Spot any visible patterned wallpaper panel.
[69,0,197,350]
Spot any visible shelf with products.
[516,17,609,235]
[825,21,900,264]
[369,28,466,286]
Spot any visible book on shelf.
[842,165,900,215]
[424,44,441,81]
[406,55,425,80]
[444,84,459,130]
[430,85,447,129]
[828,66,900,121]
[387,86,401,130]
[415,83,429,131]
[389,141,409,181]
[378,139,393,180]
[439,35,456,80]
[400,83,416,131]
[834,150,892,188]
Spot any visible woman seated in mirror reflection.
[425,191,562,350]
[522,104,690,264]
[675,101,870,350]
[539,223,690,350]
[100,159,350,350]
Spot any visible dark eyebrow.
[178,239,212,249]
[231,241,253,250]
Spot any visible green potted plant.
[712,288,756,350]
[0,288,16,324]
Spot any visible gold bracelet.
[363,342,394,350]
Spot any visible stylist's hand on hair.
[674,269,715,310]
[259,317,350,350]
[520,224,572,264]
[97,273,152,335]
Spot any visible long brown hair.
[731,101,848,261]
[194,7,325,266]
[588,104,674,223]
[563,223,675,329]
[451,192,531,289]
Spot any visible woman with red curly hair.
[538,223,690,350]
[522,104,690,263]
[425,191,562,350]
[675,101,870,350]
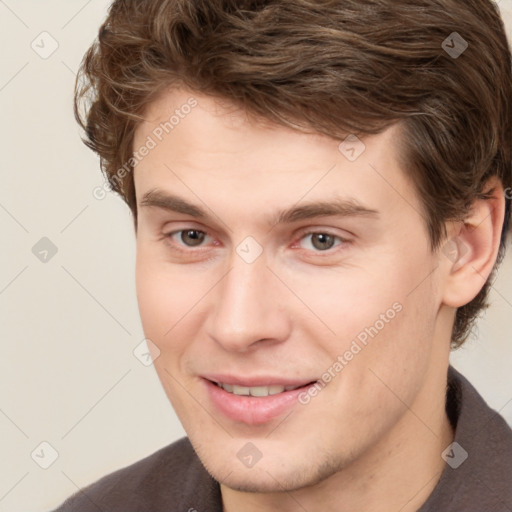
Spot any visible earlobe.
[439,178,505,308]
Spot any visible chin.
[199,446,342,493]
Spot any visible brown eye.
[311,233,335,251]
[301,233,343,251]
[180,229,206,247]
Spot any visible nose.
[207,253,290,352]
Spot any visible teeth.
[217,382,300,396]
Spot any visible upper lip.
[201,374,317,388]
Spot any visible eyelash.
[164,228,350,255]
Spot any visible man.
[53,0,512,512]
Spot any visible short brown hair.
[75,0,512,346]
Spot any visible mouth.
[213,382,314,397]
[201,377,318,425]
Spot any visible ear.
[439,177,505,308]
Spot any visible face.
[134,90,448,492]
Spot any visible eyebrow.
[140,189,379,225]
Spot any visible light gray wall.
[0,0,512,512]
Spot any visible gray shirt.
[55,367,512,512]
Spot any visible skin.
[134,89,504,512]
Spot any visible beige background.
[0,0,512,512]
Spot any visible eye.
[166,229,207,247]
[299,233,343,251]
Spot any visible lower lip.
[203,379,313,425]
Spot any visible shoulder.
[419,367,512,512]
[55,437,218,512]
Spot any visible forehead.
[134,89,421,230]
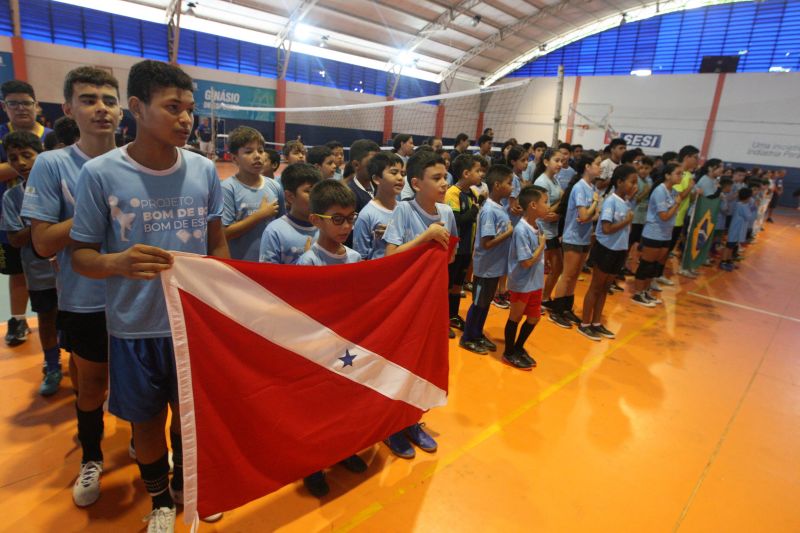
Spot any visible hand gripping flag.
+-------+
=== WHAT THE EXERCISE ASKS ===
Copy the material above, swapping each "Spot" for "Find" and changing nothing else. Leave the pictures out.

=== TASK RESULT ===
Find any visible patterned wallpaper panel.
[69,0,197,350]
Find any visible shelf with products.
[516,17,609,235]
[825,21,900,264]
[369,28,466,286]
Find any visible book on shelf.
[842,165,900,215]
[424,44,441,81]
[406,55,425,80]
[444,84,459,130]
[430,85,447,129]
[828,66,900,121]
[387,86,401,130]
[415,83,429,131]
[389,141,409,181]
[378,139,393,180]
[439,35,456,80]
[400,83,416,131]
[834,150,892,188]
Find any visible woman seated in mirror reflection.
[425,191,562,350]
[522,104,690,264]
[675,101,870,350]
[539,223,690,350]
[100,159,350,350]
Find any visible dark eyebrow.
[178,239,212,249]
[231,241,253,250]
Find any visible green potted plant.
[712,288,756,350]
[0,288,16,324]
Find any visible gold bracelet.
[363,342,394,350]
Find any visible stylist's hand on hair.
[674,269,715,310]
[259,317,350,350]
[520,224,572,264]
[97,273,152,335]
Find any visible long brown hair.
[731,101,848,261]
[194,7,325,266]
[588,104,674,223]
[563,223,675,329]
[451,192,531,289]
Find any visible woman with red curly hair.
[538,223,690,350]
[522,104,690,263]
[425,191,562,350]
[675,101,870,350]
Find any visible earlobe.
[439,178,505,308]
Find any visible chin.
[199,446,342,493]
Find any visible brown eye.
[311,233,335,251]
[301,233,343,251]
[180,229,206,247]
Find any visible nose.
[207,253,290,352]
Find any visible teeth.
[217,382,300,396]
Find any visible upper lip.
[201,374,317,388]
Find any visible eyelash.
[164,228,350,255]
Find any visible man.
[53,0,512,512]
Find any visible short brown hair.
[75,0,512,346]
Find any visible mouth.
[213,382,314,397]
[201,377,318,425]
Find any visible ear.
[439,177,505,308]
Find any visible face.
[134,90,448,492]
Find any visible eyebrow.
[140,189,379,225]
Find any visible light gray wall.
[0,0,512,512]
Find any visible gray shirt.
[55,367,512,512]
Find any visible skin.
[134,89,504,512]
Find any visible beige background.
[0,0,512,512]
Find any visible eye.
[166,229,207,247]
[299,233,343,251]
Find any visible lower lip.
[203,379,313,425]
Find any visible shoulder.
[419,367,512,512]
[55,437,218,512]
Find any visible forehead.
[134,89,421,230]
Find any visible hand gripping flag.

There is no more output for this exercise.